◆ WHAT YOU NEED TO DO ◆
Please carry on the report about domestic violence in Bundibugyo district, starting after its final sentence.

◆ PASSAGE ◆
=== Begin Enclosure ===
Bundibugyo, Uganda | THE INDEPENDENT | There is a spike in cases of domestic violence in Bundibugyo district, which has triggered concern among local authorities. Statistics gathered by Bundibugyo District Child and Family Protection Unit show that 237 cases of domestic violence took place between January and June.

The unit reported 485 cases of domestic violence in the 2019/2020 financial year alone. This is in addition to 263 cases of child neglect and 48 cases of defilement. According to the records, 436 cases were resolved through courts of law and mutual agreements.

Information from police shows that they registered 103 cases of child neglect and 21 cases of defilement from 327 families between January and June this year. Faith Kabafumu, the OC in charge of the Child Protection Unit says that children are the most affected in these cases.

She says that the COVID-19 lockdown has exposed children to a risky lifestyle and to offenders who usually take advantage of their age and domestic challenges.

Kabafumu says her office expects the numbers to increase, as more people get distressed. She however says that none of the cases has reached court because of the lockdown.

The District Probation Officer Grace Pamela says the lockdown and its after-effects that include loss of jobs is likely to further fuel the already high cases of domestic violence. She says they found out that poverty and disagreements over property ownership are contributing greatly to domestic conflicts.
=== End Enclosure ===
(Dataset records)
=== Begin Enclosure ===
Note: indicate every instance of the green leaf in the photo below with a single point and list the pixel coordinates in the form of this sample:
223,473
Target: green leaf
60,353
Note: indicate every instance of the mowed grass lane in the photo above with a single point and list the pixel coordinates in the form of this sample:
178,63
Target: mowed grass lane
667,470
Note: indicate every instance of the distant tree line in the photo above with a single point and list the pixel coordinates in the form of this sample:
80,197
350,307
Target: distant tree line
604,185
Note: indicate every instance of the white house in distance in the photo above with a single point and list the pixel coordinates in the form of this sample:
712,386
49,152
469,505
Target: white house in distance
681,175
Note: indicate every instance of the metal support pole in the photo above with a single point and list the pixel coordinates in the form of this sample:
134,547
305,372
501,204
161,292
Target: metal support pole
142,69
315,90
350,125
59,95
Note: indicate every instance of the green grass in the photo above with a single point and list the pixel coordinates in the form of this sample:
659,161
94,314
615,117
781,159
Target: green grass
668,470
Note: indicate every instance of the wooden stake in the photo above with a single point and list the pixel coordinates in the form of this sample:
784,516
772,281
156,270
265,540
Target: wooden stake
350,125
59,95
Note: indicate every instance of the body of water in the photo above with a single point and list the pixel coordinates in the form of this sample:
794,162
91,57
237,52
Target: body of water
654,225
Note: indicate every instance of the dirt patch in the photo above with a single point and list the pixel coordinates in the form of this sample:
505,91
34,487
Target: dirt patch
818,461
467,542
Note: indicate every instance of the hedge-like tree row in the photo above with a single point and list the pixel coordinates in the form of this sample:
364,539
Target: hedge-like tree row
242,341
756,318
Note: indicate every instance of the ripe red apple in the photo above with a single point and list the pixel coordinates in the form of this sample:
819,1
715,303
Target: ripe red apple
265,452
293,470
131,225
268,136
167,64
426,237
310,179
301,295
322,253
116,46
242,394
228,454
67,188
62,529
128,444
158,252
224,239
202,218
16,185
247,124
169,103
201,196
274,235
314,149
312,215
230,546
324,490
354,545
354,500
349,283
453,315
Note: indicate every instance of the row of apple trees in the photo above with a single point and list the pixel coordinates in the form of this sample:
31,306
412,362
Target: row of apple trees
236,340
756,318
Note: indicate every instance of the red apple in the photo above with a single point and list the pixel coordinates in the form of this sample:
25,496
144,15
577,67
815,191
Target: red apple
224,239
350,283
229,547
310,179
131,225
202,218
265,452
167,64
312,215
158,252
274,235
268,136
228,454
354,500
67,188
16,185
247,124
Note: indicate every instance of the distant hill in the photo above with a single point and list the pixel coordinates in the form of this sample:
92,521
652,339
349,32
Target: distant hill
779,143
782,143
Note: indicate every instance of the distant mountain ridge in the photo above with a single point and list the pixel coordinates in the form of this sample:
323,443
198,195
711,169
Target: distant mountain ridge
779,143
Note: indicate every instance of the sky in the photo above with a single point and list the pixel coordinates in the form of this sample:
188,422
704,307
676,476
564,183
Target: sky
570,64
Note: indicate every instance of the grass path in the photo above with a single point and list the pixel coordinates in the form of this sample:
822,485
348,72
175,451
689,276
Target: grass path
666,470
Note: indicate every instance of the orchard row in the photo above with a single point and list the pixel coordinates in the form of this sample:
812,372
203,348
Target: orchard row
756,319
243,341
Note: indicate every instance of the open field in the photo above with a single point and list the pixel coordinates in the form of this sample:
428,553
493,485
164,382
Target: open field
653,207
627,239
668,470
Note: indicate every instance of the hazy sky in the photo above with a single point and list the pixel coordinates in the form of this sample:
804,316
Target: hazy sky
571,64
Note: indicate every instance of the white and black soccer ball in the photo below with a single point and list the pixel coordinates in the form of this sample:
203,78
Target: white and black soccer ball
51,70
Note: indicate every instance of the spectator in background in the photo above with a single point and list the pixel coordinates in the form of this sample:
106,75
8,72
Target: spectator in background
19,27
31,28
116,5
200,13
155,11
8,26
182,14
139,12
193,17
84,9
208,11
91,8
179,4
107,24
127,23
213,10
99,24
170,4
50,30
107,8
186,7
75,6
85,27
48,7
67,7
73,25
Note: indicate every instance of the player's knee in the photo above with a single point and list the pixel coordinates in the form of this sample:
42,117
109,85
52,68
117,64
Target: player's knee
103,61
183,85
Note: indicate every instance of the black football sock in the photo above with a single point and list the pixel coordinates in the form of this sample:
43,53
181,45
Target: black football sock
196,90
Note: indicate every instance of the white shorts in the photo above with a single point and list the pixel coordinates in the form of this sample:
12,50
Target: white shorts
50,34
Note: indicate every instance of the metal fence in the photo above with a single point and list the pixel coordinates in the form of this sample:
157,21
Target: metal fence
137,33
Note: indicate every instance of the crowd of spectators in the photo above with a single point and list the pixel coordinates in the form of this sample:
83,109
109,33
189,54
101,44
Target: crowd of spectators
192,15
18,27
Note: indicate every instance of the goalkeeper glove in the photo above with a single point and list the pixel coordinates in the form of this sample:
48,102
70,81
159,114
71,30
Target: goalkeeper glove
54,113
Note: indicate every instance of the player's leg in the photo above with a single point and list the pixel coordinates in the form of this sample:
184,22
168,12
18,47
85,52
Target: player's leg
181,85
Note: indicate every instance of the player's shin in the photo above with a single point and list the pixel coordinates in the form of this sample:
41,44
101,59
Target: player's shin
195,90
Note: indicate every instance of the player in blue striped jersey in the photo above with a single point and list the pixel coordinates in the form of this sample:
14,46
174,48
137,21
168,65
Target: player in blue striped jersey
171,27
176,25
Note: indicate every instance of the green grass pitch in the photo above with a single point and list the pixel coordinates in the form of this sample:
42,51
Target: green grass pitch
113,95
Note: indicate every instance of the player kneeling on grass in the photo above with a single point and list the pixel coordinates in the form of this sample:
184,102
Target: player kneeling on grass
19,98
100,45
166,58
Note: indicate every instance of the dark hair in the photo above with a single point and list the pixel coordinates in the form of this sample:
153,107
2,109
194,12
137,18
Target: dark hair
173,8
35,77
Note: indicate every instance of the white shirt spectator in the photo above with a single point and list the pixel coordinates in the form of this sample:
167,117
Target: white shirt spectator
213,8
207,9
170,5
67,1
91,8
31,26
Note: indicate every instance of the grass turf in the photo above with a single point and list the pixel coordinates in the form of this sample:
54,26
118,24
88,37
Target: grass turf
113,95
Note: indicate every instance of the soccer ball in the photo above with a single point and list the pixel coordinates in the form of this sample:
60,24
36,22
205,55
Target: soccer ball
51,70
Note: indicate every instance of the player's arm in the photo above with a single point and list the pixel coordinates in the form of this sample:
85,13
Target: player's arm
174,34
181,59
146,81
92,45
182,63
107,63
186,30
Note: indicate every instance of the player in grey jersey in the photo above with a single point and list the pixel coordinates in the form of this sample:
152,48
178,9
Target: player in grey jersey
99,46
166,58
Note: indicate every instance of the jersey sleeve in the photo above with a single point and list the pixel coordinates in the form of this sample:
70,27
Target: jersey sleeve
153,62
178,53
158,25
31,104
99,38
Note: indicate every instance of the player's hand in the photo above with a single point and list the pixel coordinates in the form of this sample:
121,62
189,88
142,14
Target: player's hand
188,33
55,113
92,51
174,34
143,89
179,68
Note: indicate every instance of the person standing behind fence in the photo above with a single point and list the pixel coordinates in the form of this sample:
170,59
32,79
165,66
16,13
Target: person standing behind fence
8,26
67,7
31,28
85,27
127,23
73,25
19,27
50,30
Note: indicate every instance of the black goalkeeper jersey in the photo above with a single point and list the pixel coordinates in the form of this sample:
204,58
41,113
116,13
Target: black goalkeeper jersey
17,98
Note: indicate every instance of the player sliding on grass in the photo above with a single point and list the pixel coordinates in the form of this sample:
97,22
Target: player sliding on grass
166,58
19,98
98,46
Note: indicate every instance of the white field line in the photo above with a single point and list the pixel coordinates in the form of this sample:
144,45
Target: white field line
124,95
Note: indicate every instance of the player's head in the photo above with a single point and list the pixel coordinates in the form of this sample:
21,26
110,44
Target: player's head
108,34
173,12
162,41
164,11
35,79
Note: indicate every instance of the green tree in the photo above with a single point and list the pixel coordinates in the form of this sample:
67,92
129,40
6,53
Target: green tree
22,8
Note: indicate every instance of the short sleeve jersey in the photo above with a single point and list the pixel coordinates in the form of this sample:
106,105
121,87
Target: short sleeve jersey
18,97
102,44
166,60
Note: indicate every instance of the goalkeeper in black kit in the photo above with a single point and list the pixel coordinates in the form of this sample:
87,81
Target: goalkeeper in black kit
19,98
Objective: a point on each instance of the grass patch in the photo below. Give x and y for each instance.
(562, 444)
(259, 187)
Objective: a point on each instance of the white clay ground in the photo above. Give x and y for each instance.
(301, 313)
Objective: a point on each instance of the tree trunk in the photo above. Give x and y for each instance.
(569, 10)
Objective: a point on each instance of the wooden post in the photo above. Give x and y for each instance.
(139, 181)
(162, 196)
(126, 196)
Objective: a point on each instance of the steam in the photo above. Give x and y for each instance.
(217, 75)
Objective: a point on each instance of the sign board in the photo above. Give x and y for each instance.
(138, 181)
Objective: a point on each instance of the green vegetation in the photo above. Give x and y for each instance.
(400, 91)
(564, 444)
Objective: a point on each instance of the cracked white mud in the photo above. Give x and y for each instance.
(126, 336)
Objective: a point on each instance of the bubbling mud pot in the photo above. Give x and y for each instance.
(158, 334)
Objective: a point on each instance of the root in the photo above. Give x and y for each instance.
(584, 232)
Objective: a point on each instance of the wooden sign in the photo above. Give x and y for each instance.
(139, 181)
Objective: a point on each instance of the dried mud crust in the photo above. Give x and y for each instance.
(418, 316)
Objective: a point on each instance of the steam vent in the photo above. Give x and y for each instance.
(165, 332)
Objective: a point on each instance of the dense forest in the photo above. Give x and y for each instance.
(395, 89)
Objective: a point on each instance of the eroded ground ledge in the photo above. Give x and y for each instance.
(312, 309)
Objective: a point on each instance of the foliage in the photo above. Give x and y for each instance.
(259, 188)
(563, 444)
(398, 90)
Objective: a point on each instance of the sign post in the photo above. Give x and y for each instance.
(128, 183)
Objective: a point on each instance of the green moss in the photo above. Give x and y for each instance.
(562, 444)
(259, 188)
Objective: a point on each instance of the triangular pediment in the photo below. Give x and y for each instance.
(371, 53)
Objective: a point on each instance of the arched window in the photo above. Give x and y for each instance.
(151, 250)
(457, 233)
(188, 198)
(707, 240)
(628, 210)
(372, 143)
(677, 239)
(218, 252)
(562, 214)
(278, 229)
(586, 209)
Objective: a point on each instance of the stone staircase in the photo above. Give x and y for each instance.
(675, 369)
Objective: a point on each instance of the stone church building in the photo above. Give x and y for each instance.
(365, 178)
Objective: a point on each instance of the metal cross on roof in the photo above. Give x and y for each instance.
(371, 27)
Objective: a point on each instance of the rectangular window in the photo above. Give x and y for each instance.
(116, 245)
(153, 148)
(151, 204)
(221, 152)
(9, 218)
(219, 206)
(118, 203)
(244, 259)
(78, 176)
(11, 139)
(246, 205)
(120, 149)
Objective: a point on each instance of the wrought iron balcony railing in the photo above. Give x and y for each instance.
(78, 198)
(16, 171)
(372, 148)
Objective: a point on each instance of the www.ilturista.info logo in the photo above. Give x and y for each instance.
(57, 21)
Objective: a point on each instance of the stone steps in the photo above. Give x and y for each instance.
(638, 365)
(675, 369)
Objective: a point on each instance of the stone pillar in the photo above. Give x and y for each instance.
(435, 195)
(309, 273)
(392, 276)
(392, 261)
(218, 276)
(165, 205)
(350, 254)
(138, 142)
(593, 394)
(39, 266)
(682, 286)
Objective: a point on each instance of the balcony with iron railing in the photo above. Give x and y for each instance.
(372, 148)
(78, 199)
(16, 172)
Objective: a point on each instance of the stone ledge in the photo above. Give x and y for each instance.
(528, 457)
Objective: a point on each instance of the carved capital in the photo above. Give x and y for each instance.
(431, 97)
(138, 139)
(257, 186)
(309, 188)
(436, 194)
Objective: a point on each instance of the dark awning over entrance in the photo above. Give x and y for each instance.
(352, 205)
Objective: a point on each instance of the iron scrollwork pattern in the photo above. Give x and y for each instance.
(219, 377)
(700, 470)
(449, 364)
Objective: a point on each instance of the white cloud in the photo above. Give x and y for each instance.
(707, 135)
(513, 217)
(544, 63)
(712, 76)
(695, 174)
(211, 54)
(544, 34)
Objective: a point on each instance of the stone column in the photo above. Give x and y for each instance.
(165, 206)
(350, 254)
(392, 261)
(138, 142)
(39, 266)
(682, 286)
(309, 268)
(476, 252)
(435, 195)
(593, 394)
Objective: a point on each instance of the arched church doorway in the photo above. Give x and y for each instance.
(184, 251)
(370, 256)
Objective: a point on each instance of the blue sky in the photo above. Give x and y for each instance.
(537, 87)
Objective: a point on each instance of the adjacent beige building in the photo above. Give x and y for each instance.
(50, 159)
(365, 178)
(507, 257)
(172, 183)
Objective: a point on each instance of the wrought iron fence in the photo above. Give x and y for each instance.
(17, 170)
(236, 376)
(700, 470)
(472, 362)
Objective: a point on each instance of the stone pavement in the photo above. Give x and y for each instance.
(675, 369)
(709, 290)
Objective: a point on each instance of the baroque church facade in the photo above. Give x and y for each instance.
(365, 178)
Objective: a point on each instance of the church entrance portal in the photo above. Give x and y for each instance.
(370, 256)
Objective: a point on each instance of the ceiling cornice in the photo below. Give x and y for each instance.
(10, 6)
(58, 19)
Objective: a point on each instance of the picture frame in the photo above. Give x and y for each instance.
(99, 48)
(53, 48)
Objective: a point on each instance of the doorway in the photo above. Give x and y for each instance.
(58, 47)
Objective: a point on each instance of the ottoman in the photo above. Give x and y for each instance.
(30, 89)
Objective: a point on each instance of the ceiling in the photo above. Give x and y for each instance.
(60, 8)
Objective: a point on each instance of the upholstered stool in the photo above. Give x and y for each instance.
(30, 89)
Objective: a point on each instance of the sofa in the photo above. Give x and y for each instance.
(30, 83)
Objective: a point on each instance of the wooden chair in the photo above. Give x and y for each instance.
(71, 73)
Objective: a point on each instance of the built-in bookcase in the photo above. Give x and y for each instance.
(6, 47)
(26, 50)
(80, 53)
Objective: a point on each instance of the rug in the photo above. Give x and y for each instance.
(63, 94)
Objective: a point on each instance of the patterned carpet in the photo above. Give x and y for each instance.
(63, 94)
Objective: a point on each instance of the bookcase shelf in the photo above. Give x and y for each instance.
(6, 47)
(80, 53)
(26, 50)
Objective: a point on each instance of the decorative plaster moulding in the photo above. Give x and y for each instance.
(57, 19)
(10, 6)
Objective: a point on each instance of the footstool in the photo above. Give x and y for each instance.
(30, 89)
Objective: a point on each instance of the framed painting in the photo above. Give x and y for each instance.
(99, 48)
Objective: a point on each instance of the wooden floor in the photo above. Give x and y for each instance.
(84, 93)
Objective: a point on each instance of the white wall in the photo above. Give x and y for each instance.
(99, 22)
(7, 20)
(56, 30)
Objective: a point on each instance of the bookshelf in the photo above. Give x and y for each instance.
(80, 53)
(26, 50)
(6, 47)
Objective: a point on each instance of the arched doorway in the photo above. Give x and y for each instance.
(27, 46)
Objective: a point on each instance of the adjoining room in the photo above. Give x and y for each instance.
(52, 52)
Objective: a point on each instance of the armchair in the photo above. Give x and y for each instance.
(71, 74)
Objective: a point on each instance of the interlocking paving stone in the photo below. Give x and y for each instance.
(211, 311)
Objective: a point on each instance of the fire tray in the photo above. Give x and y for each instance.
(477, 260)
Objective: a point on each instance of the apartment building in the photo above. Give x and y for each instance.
=== End Enclosure ===
◆ TASK RESULT ◆
She says that the district is relying on the efforts of Non-governmental organizations and volunteers to raise awareness against GBV due to the absence of adequate resources.

Christine Atukunda who works with the Agency in Co-operation for Research and Development ACORD, a local NGO empowering young women and girls says that they are worried that culprits are likely to walk court-free due to the lockdown restrictions.

Bundibugyo District Education Officer-DEO, Justus Bithaghalire says that the conflicts among parents directly have an impact on their children, which force some of them to flee from home. Jane Asiimwe from Humya trading centre attributes the current conflicts to financial challenges.

She argues that once couples fail to meet their day-to-day needs, they begin accusing each other of petty issues, which often escalate into violence.